*EXTRACTED INFORMATION:*
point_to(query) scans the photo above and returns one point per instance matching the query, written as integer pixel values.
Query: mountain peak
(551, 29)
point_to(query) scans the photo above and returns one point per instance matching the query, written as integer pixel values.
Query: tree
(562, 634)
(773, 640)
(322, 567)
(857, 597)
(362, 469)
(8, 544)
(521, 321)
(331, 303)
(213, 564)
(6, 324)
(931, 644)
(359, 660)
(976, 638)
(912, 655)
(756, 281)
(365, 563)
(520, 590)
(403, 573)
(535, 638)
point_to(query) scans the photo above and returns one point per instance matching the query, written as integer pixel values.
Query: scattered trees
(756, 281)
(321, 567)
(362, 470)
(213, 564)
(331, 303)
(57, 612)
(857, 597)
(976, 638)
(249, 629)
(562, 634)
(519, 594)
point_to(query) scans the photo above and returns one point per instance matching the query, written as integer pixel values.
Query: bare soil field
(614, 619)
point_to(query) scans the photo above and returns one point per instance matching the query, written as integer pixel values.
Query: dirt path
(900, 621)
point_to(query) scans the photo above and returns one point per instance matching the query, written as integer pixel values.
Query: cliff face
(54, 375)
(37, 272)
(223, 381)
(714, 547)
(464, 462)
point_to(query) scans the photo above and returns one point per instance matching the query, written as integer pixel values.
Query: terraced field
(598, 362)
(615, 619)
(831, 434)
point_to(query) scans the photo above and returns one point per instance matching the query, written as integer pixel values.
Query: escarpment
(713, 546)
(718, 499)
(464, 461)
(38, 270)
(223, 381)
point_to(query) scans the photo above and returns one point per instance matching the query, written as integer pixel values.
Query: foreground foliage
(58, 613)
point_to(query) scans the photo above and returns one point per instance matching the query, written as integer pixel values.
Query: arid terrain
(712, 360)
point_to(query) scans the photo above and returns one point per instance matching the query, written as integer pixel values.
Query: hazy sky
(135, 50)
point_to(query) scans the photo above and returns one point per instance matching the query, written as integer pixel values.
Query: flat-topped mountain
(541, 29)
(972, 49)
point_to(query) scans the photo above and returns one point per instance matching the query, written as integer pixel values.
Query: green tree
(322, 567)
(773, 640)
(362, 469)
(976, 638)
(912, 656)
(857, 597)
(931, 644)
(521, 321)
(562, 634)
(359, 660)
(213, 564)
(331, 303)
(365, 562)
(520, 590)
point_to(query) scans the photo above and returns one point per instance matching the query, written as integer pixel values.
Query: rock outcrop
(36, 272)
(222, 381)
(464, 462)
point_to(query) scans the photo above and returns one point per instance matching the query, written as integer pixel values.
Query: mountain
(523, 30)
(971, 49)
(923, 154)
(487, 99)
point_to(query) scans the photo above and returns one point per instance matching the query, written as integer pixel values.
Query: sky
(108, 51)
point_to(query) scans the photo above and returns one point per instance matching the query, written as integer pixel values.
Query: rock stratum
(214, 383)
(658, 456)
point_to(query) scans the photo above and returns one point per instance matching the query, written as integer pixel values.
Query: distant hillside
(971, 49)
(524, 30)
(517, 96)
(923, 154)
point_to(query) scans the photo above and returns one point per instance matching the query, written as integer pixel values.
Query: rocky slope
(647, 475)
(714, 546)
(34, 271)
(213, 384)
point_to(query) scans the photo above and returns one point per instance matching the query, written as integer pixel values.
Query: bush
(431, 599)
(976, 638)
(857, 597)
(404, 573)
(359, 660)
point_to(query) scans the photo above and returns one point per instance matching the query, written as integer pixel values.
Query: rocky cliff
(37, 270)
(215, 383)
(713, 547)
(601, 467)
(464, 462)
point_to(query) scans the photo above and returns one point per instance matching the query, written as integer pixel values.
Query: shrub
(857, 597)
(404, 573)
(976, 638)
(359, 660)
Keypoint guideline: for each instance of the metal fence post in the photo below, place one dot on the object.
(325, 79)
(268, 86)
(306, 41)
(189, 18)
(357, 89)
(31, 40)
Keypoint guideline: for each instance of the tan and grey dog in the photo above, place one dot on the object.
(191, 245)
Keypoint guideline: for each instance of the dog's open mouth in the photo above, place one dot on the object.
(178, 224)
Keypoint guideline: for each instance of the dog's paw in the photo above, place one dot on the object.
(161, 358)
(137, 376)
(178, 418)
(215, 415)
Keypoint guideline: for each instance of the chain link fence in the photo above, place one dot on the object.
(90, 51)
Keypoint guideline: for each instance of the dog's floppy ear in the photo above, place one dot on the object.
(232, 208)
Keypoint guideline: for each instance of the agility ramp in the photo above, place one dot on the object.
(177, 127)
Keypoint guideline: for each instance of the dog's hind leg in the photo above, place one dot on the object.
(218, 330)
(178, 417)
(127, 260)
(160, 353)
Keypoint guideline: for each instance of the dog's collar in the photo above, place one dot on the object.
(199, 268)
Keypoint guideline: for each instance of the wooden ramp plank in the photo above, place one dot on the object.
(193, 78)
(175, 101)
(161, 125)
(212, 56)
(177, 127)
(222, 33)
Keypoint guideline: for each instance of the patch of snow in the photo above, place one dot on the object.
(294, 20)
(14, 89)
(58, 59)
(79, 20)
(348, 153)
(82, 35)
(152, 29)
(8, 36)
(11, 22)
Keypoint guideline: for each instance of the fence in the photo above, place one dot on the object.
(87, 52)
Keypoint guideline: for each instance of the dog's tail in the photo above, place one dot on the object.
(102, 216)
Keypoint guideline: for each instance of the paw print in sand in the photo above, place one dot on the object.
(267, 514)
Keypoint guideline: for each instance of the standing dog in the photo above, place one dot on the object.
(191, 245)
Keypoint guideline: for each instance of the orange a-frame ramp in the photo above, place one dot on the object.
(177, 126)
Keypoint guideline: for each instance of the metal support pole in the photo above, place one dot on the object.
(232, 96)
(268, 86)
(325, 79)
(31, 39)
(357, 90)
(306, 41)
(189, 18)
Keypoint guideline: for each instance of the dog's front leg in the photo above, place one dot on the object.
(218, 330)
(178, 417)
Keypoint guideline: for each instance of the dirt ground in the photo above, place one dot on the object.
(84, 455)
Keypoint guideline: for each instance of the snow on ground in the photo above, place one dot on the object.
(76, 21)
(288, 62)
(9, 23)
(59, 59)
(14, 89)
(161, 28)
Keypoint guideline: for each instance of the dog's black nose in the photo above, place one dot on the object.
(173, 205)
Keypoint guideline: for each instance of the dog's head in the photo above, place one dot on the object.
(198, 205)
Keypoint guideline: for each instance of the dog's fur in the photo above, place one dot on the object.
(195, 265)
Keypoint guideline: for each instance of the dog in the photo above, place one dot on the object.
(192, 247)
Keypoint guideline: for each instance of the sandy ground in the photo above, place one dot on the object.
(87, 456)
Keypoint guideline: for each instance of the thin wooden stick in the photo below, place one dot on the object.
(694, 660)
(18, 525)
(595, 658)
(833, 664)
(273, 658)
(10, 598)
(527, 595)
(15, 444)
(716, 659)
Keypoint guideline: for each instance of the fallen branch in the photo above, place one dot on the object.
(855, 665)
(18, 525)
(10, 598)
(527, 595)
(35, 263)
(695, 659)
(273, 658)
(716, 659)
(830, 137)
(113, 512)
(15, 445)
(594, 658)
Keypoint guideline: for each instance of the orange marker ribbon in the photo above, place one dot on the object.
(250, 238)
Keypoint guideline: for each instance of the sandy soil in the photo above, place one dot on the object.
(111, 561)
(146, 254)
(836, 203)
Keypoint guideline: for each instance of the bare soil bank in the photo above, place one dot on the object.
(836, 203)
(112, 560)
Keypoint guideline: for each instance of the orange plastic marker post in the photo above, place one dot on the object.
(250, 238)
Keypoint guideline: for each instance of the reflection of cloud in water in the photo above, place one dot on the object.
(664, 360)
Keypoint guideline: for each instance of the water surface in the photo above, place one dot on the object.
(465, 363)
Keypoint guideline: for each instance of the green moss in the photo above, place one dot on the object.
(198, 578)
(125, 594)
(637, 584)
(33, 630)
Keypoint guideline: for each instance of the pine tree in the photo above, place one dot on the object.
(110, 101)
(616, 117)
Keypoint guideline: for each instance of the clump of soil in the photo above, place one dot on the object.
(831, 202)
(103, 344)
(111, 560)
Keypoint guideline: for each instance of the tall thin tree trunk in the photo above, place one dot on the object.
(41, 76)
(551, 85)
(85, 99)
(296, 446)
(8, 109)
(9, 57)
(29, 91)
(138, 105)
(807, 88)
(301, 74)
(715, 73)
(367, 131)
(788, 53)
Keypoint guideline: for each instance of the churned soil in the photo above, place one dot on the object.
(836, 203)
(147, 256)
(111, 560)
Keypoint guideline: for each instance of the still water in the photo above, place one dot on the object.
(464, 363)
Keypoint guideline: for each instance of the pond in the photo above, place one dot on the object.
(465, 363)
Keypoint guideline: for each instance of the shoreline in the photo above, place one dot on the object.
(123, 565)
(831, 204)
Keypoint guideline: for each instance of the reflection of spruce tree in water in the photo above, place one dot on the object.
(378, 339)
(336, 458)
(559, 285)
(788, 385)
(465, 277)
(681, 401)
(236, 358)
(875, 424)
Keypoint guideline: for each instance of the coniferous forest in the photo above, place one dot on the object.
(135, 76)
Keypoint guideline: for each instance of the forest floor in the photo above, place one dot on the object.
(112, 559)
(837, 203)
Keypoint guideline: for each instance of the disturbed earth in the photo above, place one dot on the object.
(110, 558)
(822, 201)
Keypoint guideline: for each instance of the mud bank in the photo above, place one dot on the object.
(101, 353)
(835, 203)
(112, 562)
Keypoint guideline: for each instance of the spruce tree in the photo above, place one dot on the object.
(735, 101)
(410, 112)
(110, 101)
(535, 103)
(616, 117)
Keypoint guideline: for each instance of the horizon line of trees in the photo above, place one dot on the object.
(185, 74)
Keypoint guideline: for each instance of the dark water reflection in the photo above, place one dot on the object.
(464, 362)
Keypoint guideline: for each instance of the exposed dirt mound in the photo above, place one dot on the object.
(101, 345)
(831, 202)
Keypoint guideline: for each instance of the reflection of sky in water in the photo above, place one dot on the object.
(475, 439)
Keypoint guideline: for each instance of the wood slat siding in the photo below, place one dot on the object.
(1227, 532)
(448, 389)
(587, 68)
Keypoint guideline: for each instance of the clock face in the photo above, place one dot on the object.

*WRITTEN PROBLEM:* Could you rewrite everything from the line containing "Keypoint guideline: for each instance of the horizon" down to the end of the lines, leaving the guideline lines as they are and adding 91 to every number in the answer coordinates?

*COMPLETED TASK:*
Keypoint guideline: for each instance of the horizon line of trees in the photo above, place one dot on the object.
(276, 165)
Keypoint guideline: for each instance of the dark water reflection in the photo above, place one dot on the object.
(555, 453)
Keypoint guideline: for each instance of the exposed dirt mound in the photo above, place one dot on the object.
(192, 436)
(922, 293)
Keypoint guideline: for each instance of the reflection of sky in water in the photo above, place one dot on the object.
(566, 530)
Keypoint guideline: for each instance of the wood slat siding in the photo below, place one dot on the object.
(1318, 623)
(539, 480)
(678, 159)
Keypoint guideline: for each instance of the clock face in the photo above, place one dot on the object.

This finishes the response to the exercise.